◆ **Written task**: Lines before the one containing "this sample: (385,384)." are excluded; print that line and every line after it through the end of the material below, exactly.

Records:
━━━━━━

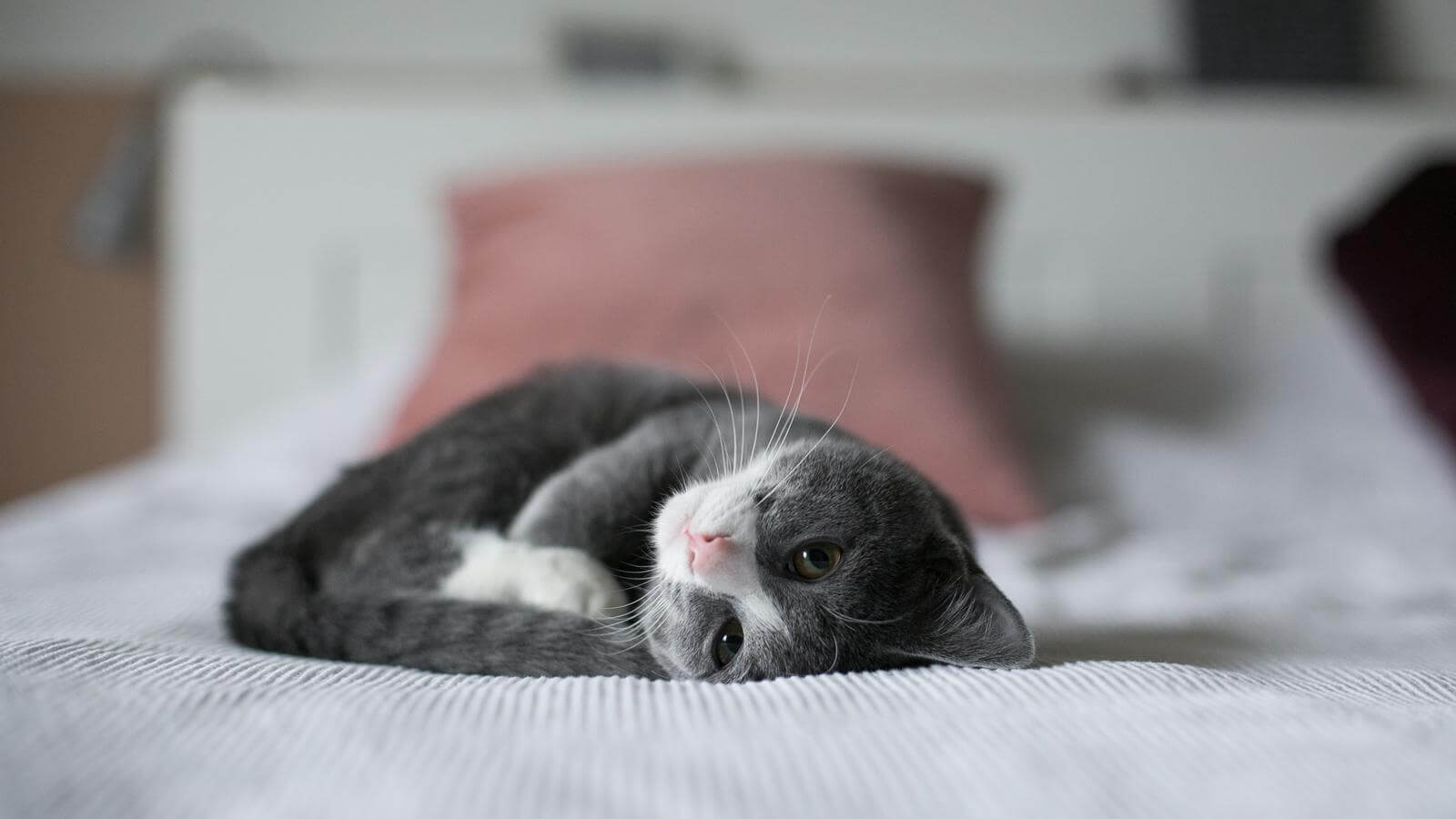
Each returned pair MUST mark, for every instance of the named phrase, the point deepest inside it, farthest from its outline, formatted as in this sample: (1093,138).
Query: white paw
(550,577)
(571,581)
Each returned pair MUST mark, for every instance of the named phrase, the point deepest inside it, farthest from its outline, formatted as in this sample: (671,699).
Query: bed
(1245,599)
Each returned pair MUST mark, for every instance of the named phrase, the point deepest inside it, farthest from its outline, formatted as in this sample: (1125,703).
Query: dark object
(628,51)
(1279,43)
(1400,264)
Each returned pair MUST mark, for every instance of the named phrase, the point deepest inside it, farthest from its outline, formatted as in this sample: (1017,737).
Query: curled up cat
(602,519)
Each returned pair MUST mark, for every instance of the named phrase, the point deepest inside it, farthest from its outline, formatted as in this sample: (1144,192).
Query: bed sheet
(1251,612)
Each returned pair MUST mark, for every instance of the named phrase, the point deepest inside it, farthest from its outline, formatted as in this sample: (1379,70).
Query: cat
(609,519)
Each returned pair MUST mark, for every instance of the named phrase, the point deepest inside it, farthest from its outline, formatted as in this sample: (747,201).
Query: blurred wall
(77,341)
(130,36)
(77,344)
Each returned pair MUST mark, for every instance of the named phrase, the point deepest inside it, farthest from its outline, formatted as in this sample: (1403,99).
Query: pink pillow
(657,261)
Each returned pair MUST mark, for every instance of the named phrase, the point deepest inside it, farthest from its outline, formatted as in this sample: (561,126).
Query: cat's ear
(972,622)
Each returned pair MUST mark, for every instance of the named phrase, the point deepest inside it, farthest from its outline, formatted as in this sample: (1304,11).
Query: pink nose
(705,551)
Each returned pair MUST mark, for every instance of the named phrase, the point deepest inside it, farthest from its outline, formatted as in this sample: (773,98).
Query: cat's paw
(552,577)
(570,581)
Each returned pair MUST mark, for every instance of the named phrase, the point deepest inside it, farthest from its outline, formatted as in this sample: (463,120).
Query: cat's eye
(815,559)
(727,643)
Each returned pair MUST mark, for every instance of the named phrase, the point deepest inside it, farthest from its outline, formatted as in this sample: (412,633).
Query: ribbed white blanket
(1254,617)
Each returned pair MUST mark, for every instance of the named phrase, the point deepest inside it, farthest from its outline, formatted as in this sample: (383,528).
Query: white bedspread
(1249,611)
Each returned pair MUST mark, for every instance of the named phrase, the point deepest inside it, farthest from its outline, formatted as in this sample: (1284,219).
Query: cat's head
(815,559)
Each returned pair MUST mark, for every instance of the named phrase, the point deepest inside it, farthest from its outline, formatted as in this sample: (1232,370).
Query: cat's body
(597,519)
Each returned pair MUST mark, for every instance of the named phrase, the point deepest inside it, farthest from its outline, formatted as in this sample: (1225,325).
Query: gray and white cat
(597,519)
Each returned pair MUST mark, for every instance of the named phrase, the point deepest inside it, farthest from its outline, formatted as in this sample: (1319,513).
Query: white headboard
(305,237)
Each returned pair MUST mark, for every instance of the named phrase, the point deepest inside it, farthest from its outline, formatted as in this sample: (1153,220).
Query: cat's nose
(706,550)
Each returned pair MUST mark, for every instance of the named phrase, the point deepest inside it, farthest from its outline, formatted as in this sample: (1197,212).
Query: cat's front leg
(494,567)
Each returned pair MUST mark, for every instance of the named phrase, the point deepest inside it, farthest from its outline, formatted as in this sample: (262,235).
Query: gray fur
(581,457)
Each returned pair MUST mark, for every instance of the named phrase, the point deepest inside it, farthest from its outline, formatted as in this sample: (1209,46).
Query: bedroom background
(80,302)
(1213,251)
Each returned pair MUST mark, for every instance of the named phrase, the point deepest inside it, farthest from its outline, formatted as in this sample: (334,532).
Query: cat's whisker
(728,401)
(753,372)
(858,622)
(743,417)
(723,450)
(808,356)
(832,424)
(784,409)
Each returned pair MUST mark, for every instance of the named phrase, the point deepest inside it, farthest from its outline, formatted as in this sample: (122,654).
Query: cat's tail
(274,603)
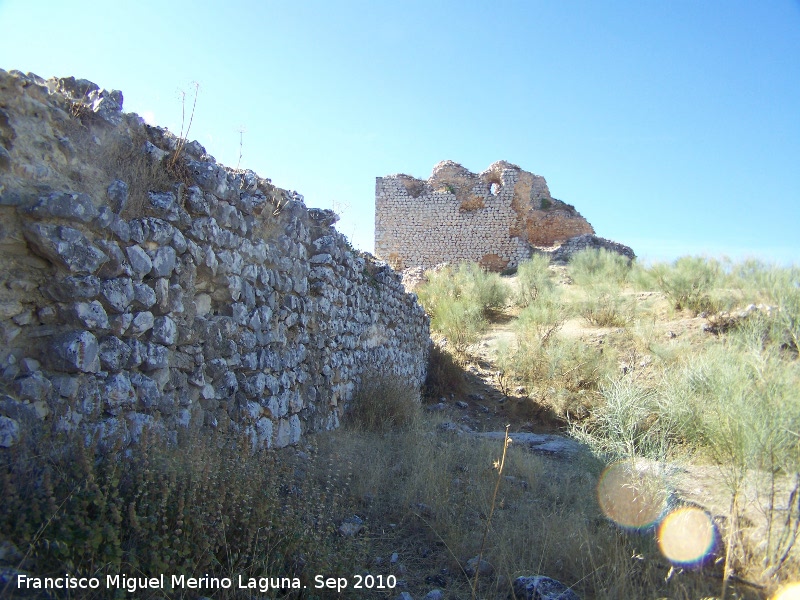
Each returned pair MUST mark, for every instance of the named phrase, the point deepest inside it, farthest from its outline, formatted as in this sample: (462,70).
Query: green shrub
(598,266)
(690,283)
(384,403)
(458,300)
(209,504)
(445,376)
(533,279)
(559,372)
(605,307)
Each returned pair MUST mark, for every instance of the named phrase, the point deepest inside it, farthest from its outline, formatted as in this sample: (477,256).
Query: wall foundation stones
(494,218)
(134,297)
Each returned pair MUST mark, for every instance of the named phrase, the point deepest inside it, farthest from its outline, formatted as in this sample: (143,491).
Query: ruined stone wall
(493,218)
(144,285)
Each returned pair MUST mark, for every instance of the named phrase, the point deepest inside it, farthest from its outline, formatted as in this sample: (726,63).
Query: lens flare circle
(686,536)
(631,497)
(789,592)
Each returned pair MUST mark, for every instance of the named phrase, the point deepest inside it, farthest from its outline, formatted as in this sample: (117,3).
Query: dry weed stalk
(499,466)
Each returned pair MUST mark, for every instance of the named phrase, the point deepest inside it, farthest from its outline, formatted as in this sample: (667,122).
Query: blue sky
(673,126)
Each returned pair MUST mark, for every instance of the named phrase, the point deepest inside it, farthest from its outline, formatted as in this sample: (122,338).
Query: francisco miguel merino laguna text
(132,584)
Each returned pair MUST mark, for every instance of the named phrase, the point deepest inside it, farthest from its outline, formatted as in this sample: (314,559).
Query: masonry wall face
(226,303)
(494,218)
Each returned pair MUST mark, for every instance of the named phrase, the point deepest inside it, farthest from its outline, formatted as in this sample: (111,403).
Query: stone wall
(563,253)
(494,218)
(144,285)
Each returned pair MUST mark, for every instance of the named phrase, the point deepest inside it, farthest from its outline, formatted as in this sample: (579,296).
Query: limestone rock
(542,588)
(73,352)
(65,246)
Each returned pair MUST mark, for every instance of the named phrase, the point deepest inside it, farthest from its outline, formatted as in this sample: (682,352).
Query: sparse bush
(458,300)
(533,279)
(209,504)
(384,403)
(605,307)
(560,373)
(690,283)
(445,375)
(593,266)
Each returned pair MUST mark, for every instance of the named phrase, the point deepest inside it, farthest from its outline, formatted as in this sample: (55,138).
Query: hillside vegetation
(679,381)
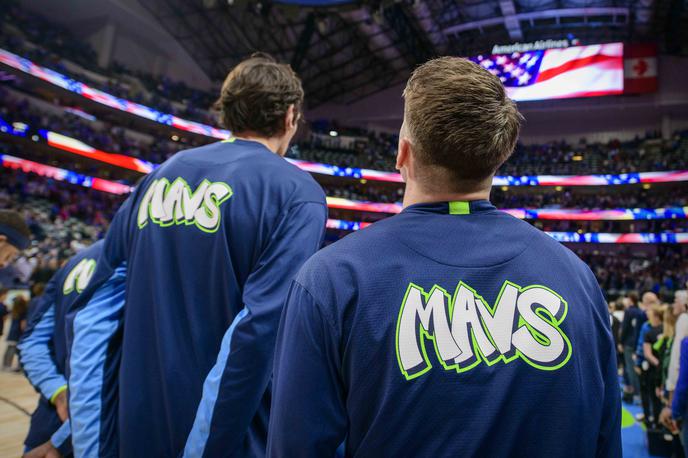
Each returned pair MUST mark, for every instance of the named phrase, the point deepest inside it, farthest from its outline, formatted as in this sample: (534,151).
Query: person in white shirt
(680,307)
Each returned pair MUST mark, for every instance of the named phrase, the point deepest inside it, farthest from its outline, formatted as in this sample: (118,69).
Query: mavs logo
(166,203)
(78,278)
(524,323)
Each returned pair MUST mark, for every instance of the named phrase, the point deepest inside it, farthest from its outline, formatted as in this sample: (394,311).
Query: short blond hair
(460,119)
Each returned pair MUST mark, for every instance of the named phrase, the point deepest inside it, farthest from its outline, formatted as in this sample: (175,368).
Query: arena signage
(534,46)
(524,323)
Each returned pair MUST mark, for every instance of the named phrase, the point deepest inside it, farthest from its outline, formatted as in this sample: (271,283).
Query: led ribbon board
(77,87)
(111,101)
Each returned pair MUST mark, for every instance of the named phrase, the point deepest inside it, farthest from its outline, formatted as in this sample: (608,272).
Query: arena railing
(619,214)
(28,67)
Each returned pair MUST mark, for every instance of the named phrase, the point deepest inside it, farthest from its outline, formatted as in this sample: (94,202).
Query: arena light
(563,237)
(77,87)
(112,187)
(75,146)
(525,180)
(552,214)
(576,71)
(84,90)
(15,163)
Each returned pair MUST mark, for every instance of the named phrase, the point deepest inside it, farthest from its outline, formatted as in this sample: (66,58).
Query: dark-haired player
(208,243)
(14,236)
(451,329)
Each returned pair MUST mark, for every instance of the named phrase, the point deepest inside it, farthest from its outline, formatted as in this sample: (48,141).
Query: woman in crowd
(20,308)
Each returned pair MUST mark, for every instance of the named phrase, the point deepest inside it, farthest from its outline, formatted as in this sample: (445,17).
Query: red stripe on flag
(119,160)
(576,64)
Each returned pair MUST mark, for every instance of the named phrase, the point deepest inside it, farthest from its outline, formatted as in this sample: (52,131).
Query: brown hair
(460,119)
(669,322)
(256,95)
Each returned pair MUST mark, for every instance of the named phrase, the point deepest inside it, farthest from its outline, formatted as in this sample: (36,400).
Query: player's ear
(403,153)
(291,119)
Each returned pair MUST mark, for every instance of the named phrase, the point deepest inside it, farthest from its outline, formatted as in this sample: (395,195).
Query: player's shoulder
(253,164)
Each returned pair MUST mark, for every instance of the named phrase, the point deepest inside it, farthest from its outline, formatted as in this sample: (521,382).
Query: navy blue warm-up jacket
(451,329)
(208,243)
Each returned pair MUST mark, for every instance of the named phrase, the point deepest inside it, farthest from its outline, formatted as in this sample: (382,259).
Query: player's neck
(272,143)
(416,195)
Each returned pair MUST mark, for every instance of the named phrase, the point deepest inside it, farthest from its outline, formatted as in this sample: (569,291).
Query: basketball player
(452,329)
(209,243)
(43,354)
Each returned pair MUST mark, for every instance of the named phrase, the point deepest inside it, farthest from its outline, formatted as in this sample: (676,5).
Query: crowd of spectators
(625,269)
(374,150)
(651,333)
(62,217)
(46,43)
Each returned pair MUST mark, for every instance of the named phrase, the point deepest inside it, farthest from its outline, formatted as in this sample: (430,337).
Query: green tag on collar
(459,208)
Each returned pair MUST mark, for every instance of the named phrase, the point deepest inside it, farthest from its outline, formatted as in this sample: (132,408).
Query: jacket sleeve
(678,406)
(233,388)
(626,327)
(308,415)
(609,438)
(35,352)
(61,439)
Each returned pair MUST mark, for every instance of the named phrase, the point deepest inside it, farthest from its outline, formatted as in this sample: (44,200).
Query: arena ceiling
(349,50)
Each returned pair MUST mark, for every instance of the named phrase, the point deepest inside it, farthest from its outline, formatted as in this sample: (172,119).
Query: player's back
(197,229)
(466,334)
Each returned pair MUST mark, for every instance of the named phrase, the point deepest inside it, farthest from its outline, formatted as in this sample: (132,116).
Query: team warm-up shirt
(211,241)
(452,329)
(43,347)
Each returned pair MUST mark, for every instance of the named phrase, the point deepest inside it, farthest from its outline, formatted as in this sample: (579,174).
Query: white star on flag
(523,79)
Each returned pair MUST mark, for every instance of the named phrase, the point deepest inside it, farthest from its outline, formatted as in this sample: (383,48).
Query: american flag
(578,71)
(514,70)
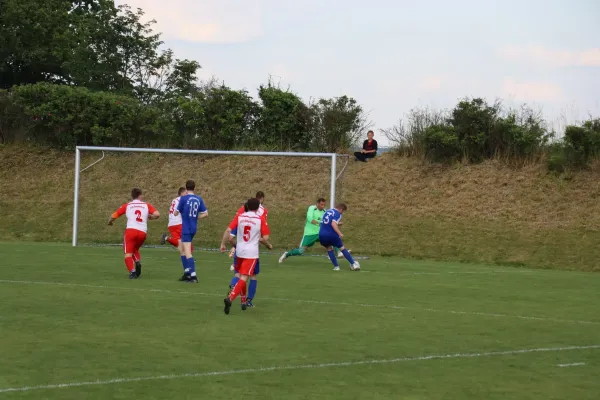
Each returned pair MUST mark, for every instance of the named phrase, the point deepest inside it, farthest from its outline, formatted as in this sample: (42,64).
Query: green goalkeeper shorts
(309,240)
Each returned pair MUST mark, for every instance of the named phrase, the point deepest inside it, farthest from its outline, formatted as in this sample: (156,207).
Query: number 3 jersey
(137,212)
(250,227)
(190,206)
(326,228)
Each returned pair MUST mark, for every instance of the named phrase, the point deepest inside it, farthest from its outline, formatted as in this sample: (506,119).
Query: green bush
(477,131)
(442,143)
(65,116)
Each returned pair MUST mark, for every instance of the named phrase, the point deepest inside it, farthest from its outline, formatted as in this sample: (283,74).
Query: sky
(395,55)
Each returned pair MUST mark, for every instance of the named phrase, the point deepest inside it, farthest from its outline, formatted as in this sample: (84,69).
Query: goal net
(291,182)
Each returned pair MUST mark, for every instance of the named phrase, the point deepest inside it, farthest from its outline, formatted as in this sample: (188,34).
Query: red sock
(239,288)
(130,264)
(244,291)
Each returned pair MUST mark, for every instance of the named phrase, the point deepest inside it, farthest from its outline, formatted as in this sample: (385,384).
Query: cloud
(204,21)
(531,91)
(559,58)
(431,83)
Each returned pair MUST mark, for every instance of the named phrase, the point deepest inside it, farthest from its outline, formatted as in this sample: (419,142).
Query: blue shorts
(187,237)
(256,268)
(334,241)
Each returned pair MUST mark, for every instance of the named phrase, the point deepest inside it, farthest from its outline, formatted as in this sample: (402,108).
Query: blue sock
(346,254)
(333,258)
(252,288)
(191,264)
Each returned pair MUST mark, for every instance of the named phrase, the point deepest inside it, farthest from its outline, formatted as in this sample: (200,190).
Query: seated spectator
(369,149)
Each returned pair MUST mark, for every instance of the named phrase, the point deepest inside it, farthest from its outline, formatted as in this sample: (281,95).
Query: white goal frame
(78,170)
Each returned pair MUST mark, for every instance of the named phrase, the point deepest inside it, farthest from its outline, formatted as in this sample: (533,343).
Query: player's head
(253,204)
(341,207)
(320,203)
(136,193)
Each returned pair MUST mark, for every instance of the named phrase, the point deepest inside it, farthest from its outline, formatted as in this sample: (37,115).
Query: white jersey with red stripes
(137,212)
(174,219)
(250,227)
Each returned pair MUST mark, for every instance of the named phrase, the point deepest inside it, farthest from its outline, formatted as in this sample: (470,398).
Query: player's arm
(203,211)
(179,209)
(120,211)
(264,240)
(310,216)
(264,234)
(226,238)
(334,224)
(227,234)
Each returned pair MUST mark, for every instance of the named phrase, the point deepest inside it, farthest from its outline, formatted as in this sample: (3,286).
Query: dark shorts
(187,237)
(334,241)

━━━━━━

◆ **Reply to the task**:
Each returned pair MUST mark, for every instance of the named phrase, the point deepest inside it, farthest from its outline, formatted as in this sample: (385,384).
Query: cloud
(204,21)
(531,91)
(559,58)
(431,83)
Each returned pair MUST mark, for every instance of the named phrase, the point deepest inside it, farthest from its outline, formatted as in this sample: (419,142).
Query: blue shorts
(187,237)
(256,268)
(334,241)
Each returned pair MUST mark, for every instance of the named phrase, the point deepest inside it, farthest from its outline, formatted as in this sample: (402,108).
Query: blue sock
(346,254)
(333,258)
(252,288)
(191,264)
Each returned pair MUST mark, for every instance of the named phrase, the point deepest inside it, farthest from its outline, formatted as in this sample: (200,190).
Query: seated spectator
(369,149)
Each returned pair MUST mark, for every instance of the named phrase, the point deepest inside it, farthest from its outline, formatted as in this sample: (281,95).
Query: white goal frame
(78,170)
Each returned pair MUST mark, for every instance of the named phrase, the point deepest inside it, farthest from its outline, formatted as in this sample: (533,343).
Query: player's head
(253,204)
(341,207)
(320,203)
(136,193)
Each returned pair MUST mark, for every instance of the named phrase, the point deepest inside it, farthest from its outline, formatted as in this sample: (37,115).
Query: white jersey with red stripes
(137,212)
(174,219)
(250,227)
Each returned pair MUST mark, for every instance of the named phrase, the point deepest inside it, farthest from its outline, formatted as in this sample: (470,398).
Query: player's arm
(203,211)
(179,209)
(120,211)
(264,240)
(310,216)
(264,234)
(226,238)
(334,224)
(227,234)
Each returned pair MUST mark, for every instance of the named phrase, the point deepest inside it, farthest from its outline, formatted as in this sample: (3,286).
Query: dark shorts
(187,237)
(334,241)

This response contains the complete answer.